• O que fazer:
A) Segundo o texto sobre o Estatuto da Terra, em que data essa lei foi promulgada?
B) Edite o texto sobre o Estatuto da Terra: reproduza o trecho de "O Estatuto da Terra (e" a "Territorial Rural (ITR).", trocando "contratos agrários" por "contratos rurais".
C) Prossiga com o texto sobre o Estatuto da Terra a partir do ponto em que ele termina.

• Texto fornecido:

####################

ESTATUTO DA TERRA

O Estatuto da Terra, a principal lei sobre direito agrário no Brasil, completou no final do ano passado 59 anos de vigência. Promulgada em 30 de novembro de 1964, a Lei nº 4.504/64 foi elaborada com o objetivo de promover o desenvolvimento da reforma agrária e da política agrícola.

 

O Estatuto da Terra (e seu decreto regulamentador 59.566/66) trouxe conjunto de definições legais, normas concernentes ao uso, ocupação e posse da propriedade rural, regulamentou os contratos agrários, criou órgãos responsáveis pela execução das medidas a serem implementadas (sucedidos pelo INCRA – Instituto Nacional de Colonização e Reforma Agrária), e regulamentou o Imposto Territorial Rural (ITR).

 

Embora se possa afirmar que o Direito Agrário ainda está em fase de desenvolvimento (em razão da escassa legislação, jurisprudência e doutrinas sobre o tema), é certo que o Estatuto da Terra pode ser considerando o “Código Agrário”.

####################

• Trechos das linhas:
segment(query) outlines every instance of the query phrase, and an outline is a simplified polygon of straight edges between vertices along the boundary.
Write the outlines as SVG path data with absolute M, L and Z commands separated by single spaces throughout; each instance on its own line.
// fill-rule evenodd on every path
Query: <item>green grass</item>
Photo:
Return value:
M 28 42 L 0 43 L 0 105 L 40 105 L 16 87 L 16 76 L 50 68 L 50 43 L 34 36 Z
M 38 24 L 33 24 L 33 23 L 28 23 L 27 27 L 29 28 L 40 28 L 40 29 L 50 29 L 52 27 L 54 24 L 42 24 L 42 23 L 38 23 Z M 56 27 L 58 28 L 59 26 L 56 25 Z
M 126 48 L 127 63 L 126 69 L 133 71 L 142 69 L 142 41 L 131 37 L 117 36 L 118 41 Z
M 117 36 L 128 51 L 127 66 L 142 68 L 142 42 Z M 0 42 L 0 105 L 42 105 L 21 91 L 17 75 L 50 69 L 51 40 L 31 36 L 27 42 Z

####################

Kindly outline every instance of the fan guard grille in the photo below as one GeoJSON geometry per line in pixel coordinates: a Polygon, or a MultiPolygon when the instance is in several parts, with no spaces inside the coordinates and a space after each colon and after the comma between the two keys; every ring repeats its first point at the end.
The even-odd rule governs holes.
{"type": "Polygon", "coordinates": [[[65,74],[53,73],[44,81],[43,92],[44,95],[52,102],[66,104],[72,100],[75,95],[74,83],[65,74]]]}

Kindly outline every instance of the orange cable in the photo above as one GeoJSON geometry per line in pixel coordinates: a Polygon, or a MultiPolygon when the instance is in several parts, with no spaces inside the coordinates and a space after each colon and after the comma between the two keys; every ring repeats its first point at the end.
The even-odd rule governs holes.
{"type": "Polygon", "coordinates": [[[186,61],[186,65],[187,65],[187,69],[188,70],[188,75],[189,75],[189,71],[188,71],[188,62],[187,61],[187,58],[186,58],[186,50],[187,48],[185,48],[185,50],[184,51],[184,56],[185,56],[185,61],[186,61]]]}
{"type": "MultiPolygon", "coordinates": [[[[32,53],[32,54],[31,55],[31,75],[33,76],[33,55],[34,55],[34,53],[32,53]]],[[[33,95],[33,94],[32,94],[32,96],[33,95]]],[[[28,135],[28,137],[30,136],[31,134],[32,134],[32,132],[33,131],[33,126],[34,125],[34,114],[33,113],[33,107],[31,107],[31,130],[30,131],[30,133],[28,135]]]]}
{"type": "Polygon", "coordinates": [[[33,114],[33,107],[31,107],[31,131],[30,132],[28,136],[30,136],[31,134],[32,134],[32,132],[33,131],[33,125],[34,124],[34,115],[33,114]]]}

####################

• Respostas dadas:
A) Em 30 de novembro de 1964.

B)
O Estatuto da Terra (e seu decreto regulamentador 59.566/66) trouxe conjunto de definições legais, normas concernentes ao uso, ocupação e posse da propriedade rural, regulamentou os contratos rurais, criou órgãos responsáveis pela execução das medidas a serem implementadas (sucedidos pelo INCRA – Instituto Nacional de Colonização e Reforma Agrária), e regulamentou o Imposto Territorial Rural (ITR).

C)
Isso porque, o Código Civil de 2002 não incorporou os dispositivos reguladores dos contratos agrários existentes no Código Civil de 1916 nem trouxe novas disposições, tendo relegado para o Estatuto da Terra a responsabilidade de reger essas relações jurídicas.

 

O Estatuto da Terra traz normas de caráter imperativo e obrigatório, sendo que a natureza cogente de suas normas se torna ainda mais evidente ao analisar os artigos que regulamentam os contratos agrários[1].

 

Conforme dispõe o art. 13º, da Lei nº 4.947/66 no que concerne aos contratos agrários, o acordo de vontade das partes e o objeto podem ser regidos pelo Direito Civil, contudo, todo o mais deverá ser regulamentado pelo Estatuto da Terra.  Nesse sentido, as normas do Estatuto da Terra são irrenunciáveis, e caso sejam constatadas convenções contratuais que contrariem as disposições do Estatuto, o contrato será considerado nulo.

 

Em outras palavras, as partes contratantes estão impedidas de renunciar quaisquer direitos trazidos pela Lei nº 4.504, como indenização de benfeitorias, prazos mínimos de cumprimento dos contratos, direito de preferência na aquisição do imóvel, percentual para remuneração do arrendamento ou participação dos frutos da parceria, entre outros.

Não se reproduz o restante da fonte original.